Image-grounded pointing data
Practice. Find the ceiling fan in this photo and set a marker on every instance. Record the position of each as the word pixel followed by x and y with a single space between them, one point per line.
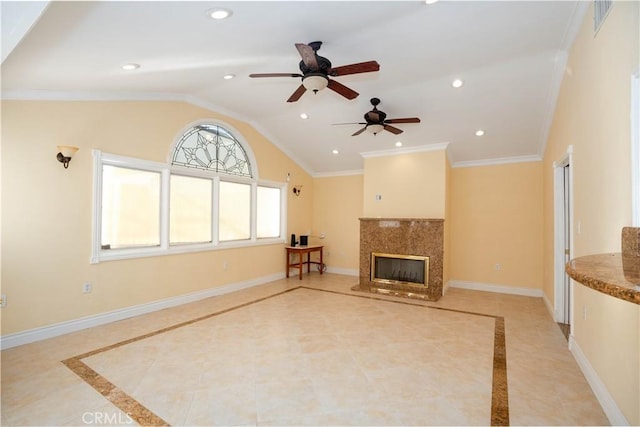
pixel 316 71
pixel 376 121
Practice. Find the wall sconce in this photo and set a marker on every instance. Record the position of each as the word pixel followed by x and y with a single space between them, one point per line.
pixel 65 154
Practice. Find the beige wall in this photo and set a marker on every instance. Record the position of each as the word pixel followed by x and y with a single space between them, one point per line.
pixel 412 185
pixel 496 217
pixel 337 207
pixel 46 211
pixel 592 114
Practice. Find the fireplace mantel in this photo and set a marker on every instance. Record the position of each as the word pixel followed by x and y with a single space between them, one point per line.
pixel 406 236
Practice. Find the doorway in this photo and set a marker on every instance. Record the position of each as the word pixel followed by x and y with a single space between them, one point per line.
pixel 563 225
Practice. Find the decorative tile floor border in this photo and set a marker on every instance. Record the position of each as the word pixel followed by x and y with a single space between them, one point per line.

Exercise directions:
With the pictures omitted, reproduce the records in full and exactly.

Result:
Practice. Find the ceiling fan in this photo and set a marker on every instance. Record the position of each as the word pixel followed by x and y with a single space between them, one point per line.
pixel 316 71
pixel 376 121
Practice. Find the wall sconce in this photo and set a marker on every instance. Record the position of each as the word pixel followed by x and y with a single space between them, one point per line.
pixel 65 154
Practice. Find the beige wall in this photo and set a marker on every instance. Record the position of each as the word pixel followed by x and y with a single space between them, one point per line.
pixel 412 185
pixel 496 217
pixel 337 207
pixel 46 211
pixel 592 114
Practice. Find the fireplace mantel in this photo and set a marker on every instance. Record the position of each as the word pixel followed by x and y with a single space between them, one point per line.
pixel 406 236
Practice. Find the doorway in this photo and set a marker on every instance. Record the position of each as the word pixel followed by x and y with a single space between them, one point per line.
pixel 563 225
Practice. Find the decorative tile floor border in this photo and set a marker on every instance. Record the position of each as the word pixel followed by x and y with a single space between them, one point per line.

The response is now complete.